What the task requires: Your answer should be the lines below from the one holding "Would it be possible for you to find every turquoise" through the one holding "I challenge you to locate larger", copied exactly and with nothing else.

START Available data

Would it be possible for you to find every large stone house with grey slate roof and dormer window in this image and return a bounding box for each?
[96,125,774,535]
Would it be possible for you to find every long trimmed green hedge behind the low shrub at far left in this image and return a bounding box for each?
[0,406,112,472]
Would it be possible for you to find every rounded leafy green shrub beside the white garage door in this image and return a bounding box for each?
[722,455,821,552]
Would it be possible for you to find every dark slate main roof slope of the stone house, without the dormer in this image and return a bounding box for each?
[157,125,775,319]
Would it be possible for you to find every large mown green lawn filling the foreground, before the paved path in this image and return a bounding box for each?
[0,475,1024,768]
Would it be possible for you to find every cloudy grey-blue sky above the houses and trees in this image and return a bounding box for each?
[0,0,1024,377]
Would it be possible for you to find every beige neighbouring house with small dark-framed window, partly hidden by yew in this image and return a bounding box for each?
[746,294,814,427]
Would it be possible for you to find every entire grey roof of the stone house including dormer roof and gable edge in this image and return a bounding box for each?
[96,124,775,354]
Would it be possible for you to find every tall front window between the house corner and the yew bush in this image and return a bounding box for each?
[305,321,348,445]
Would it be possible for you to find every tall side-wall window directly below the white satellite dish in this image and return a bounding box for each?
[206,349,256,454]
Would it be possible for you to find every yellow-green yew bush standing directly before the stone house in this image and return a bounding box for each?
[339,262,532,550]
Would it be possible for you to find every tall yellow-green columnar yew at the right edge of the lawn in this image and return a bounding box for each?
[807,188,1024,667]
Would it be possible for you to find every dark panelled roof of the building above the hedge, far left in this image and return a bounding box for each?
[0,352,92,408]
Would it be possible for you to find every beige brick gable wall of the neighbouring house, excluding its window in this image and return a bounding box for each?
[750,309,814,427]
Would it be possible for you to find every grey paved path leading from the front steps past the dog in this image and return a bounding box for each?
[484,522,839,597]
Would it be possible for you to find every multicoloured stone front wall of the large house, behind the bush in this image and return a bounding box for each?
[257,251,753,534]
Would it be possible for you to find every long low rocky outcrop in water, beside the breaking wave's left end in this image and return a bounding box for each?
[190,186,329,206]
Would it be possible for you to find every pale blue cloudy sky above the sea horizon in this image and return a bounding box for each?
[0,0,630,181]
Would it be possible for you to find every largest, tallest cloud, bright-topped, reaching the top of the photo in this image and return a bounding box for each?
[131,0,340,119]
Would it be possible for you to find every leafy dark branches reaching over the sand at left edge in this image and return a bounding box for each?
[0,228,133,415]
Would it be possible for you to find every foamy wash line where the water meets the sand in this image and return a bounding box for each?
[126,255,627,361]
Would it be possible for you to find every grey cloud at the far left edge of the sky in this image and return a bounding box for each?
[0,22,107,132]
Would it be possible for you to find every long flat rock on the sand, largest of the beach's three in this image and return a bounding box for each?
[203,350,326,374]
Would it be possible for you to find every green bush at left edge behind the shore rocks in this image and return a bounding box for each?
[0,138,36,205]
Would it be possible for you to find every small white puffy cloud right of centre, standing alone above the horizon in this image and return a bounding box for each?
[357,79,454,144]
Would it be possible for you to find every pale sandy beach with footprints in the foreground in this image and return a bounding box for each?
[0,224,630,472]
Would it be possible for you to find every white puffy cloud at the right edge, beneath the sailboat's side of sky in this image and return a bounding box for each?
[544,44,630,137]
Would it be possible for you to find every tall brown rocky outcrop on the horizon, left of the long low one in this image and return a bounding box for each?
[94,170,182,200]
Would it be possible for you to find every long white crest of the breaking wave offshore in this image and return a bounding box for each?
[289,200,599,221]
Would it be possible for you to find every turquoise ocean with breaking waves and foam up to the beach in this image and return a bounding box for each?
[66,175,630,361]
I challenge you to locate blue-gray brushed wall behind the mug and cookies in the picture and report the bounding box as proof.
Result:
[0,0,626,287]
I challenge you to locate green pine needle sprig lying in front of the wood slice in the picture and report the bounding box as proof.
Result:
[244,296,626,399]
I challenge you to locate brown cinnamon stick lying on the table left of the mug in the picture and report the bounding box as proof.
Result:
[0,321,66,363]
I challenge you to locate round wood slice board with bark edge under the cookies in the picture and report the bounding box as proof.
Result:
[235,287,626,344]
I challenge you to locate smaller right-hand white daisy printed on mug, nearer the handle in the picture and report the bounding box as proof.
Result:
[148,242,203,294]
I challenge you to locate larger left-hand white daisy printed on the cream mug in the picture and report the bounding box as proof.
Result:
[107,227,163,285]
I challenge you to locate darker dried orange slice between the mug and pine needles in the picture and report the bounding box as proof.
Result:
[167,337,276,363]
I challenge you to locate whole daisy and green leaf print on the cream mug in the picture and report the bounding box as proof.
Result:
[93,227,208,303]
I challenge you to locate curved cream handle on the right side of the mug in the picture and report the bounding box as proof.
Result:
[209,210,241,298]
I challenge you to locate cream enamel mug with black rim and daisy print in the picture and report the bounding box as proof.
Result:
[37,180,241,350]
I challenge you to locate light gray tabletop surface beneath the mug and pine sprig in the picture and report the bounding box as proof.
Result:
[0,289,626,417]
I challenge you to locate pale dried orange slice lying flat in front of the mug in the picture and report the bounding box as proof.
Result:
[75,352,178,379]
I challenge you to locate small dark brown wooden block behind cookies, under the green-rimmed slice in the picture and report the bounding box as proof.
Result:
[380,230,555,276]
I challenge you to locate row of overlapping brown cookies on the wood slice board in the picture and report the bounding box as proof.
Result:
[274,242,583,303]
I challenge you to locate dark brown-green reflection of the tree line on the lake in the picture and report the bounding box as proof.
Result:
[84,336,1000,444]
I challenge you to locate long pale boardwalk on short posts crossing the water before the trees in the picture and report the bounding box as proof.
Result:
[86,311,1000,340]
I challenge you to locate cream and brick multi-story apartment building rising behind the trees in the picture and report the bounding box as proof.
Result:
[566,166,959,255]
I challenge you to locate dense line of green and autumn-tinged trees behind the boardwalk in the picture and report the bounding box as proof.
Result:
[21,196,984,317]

END Available data
START Available data

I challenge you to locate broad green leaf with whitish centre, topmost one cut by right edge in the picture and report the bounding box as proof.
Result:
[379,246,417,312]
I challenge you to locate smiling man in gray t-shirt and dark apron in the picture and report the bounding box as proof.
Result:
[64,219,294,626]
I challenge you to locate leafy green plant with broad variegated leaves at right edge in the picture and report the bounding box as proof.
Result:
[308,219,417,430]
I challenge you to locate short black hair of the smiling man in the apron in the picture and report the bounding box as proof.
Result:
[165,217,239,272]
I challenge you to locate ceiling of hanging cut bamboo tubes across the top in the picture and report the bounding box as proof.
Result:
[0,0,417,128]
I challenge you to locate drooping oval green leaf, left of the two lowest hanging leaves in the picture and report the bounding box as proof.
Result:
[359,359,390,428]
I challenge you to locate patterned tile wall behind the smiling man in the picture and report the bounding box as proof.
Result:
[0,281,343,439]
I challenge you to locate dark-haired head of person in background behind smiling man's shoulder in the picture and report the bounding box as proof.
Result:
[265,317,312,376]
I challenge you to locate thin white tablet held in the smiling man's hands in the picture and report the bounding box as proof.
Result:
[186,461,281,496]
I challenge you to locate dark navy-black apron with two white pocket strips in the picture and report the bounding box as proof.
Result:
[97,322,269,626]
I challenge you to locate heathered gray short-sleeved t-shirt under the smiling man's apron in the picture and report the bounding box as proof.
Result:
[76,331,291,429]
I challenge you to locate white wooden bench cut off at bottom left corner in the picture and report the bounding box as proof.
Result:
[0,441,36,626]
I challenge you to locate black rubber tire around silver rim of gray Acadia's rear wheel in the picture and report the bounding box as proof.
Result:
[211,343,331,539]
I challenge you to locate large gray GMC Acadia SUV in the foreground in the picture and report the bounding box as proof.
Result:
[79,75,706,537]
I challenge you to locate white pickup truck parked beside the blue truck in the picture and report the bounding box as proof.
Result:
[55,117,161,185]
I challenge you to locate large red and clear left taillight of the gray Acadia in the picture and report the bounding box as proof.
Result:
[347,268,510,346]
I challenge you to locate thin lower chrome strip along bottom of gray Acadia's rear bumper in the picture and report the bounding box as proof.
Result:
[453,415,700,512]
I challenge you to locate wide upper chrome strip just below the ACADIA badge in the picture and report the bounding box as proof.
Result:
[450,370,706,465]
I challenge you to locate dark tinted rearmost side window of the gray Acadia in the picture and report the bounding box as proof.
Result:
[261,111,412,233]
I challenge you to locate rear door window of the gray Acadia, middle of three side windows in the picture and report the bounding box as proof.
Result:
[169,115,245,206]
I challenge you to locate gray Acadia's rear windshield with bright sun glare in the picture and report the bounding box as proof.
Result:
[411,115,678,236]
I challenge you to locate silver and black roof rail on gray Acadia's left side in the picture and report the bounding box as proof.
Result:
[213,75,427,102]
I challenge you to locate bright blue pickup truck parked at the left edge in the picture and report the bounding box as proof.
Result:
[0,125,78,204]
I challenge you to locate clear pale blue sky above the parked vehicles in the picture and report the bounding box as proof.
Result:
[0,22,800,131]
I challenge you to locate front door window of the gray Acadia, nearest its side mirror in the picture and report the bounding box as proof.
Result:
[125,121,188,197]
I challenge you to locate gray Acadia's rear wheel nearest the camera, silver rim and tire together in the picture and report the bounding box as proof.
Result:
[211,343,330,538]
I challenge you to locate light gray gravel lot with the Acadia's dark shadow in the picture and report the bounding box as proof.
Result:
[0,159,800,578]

END Available data
START Available data

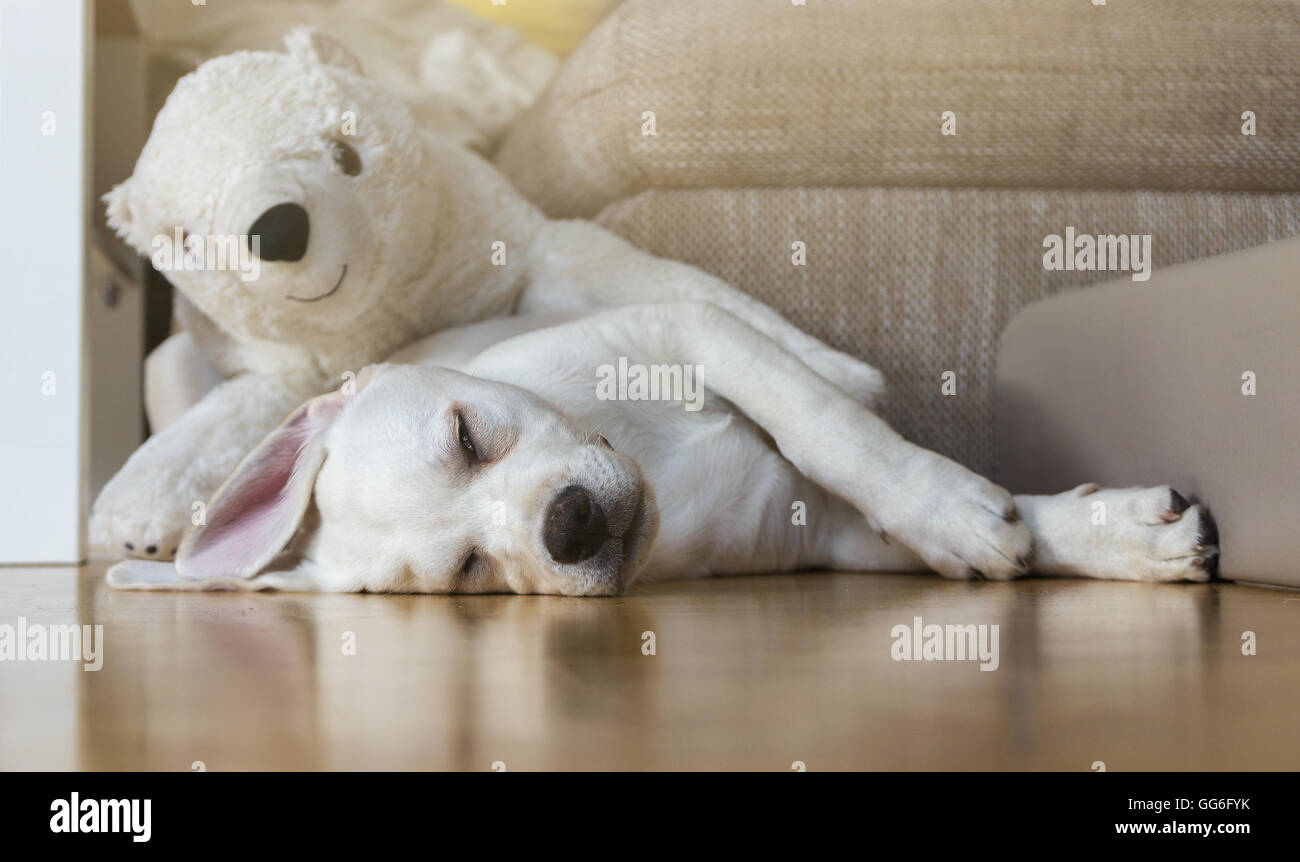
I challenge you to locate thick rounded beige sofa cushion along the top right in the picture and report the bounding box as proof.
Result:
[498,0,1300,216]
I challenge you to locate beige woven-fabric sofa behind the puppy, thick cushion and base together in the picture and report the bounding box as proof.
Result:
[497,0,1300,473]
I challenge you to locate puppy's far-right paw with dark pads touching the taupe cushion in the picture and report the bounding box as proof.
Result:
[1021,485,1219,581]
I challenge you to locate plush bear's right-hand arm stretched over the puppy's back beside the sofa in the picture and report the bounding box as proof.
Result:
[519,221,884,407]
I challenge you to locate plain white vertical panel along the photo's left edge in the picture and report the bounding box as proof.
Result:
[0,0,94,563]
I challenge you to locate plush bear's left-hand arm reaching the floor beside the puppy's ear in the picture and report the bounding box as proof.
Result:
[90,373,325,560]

END Available data

Your solution:
Would it be possible for you to find every turquoise ocean with breaking waves and foam up to the beach in this image and return a bounding box for each?
[66,175,630,361]
I challenge you to locate blue-gray brushed wall behind the mug and cookies in the picture and report the bounding box as proof.
Result:
[0,0,626,287]
I challenge you to locate green pine needle sprig lying in front of the wood slice in the picture and report the bounding box as proof.
Result:
[244,296,626,399]
I challenge you to locate brown cinnamon stick lying on the table left of the mug in the picture and report the bounding box as proof.
Result:
[0,321,66,363]
I challenge you to locate round wood slice board with bark edge under the cookies in the picture and report the bounding box as proof.
Result:
[235,287,626,344]
I challenge you to locate smaller right-hand white daisy printed on mug, nearer the handle in the picture and report the bounding box as proof.
Result:
[148,242,203,294]
I challenge you to locate larger left-hand white daisy printed on the cream mug in the picture and report the bounding box as proof.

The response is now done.